• **Problem 1**
Could you reproduce the malaria vaccine summary word for word, from "The companies want" to "Gaussian Process Model."?
• **Problem 2**
Which countries does the malaria vaccine summary name?

Forecasting Malaria Vaccine Demand
This is a summary of my research work on forecasting demand of Malaria vaccines. For preprint of the actual paper, click here. I have ignored all discussions on the "mathematical" part of modelling, focussing only on my approach and the results.
Malaria is a mosquito-borne disease caused by a Plasmodium, a malarial parasite. Although Malaria is not life-threatening by its nature, it can cause severe illness and prove to be fatal if left untreated.
In February 2019, a new Malaria vaccine RTS,S — known by the trade name Mos-Quirix — was approved for human trials in three countries Ghana, Malawi and Kenya, coordinated by WHO. The study is expected to get over by December 2022. However, several pharmaceutical majors have begun showing interest in the vaccine's mass production in the last few months.
The companies want to estimate the coverage ratio — defined as the vaccinated population count divided by the total population. In this research, my aim was to forecast the same for all 78 affected countries using Dynamic Gaussian Process Model.

• **Raw data**
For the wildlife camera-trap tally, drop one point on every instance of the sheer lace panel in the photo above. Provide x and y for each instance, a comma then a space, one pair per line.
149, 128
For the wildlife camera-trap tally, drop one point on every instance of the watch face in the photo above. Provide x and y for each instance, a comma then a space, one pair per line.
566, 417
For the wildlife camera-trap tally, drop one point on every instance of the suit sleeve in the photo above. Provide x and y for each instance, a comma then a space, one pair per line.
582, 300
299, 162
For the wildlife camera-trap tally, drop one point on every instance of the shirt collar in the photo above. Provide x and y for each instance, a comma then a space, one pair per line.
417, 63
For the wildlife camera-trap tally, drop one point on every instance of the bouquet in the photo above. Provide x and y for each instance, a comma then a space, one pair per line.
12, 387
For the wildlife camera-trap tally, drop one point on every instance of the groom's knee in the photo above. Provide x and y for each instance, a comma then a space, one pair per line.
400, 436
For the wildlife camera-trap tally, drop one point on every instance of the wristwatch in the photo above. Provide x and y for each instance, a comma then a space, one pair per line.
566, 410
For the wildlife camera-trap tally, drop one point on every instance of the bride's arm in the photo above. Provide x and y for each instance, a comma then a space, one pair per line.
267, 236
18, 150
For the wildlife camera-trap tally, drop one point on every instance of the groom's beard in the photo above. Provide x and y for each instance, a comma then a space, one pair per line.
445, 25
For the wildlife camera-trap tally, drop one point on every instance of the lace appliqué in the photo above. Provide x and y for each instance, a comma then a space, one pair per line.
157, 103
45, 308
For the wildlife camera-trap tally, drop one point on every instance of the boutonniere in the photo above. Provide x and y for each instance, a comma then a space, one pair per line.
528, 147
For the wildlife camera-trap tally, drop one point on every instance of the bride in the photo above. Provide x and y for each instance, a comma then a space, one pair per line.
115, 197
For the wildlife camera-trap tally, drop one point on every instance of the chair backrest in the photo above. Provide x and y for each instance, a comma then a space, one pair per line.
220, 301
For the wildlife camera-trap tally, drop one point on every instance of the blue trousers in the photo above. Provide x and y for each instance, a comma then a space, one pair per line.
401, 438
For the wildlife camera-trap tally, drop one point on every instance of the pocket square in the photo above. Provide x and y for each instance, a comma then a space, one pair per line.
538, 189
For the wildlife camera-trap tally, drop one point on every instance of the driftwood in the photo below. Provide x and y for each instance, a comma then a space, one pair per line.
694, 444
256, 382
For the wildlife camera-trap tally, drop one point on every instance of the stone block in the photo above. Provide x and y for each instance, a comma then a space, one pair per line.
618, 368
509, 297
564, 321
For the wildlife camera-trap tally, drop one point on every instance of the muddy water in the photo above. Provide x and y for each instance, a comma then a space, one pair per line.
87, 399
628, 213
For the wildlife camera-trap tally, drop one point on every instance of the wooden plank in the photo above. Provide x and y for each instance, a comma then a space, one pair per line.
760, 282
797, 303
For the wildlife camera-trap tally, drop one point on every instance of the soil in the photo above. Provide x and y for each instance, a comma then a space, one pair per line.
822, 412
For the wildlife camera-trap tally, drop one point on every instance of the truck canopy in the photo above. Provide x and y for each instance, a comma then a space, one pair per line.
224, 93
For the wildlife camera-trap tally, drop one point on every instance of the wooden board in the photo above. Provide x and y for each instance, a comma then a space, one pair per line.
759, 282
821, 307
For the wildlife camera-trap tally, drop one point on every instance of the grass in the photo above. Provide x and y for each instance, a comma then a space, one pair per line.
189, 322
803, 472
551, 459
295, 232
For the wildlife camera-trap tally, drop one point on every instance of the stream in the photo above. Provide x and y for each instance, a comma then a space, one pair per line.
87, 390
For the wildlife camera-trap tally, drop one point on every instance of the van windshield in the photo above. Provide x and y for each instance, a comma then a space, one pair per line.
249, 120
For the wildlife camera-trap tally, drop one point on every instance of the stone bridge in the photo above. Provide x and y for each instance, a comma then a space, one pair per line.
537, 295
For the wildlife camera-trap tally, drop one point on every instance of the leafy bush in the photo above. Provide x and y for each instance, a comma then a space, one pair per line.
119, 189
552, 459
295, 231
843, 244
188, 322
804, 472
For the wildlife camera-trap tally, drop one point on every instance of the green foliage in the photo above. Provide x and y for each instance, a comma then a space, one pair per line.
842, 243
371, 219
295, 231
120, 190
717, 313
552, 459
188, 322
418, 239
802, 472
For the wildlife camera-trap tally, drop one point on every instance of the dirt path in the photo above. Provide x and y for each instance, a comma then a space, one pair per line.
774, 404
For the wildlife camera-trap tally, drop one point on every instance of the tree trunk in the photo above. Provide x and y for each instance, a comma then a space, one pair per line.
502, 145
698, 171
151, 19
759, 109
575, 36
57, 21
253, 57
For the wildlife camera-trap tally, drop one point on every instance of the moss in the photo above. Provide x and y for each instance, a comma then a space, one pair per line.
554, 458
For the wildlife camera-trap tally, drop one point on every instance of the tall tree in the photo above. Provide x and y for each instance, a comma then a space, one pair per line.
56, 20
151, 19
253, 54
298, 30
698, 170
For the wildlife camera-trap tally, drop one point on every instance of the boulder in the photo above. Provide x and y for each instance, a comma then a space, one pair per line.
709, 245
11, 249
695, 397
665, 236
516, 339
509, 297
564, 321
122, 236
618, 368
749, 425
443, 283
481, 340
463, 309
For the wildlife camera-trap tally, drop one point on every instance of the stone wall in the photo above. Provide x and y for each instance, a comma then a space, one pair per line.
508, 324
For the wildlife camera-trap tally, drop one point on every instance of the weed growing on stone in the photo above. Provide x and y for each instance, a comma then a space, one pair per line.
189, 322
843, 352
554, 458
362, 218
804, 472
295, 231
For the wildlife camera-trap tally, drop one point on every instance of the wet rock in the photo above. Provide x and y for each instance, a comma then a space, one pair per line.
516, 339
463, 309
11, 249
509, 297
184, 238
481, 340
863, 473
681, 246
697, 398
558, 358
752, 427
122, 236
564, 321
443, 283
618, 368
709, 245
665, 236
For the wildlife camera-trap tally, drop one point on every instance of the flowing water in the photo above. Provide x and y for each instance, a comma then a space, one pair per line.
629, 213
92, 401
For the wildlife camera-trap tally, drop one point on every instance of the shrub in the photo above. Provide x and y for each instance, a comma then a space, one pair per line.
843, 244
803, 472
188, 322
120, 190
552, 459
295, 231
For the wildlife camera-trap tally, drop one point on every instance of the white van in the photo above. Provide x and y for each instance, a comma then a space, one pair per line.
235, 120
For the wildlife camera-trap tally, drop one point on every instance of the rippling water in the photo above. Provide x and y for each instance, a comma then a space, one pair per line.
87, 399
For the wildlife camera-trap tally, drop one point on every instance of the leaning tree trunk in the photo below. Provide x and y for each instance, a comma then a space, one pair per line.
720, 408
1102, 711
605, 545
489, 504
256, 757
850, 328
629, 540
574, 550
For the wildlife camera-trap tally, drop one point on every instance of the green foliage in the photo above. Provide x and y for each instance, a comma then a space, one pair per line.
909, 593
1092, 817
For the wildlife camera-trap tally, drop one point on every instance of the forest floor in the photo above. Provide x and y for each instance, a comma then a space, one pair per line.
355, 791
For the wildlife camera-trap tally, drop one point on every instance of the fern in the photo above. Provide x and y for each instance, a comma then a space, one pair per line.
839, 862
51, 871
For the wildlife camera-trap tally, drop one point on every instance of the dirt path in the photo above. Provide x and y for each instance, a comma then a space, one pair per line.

• **Written response 1**
The companies want to estimate the coverage ratio — defined as the vaccinated population count divided by the total population. In this research, my aim was to forecast the same for all 78 affected countries using Dynamic Gaussian Process Model.

• **Written response 2**
Ghana, Malawi and Kenya.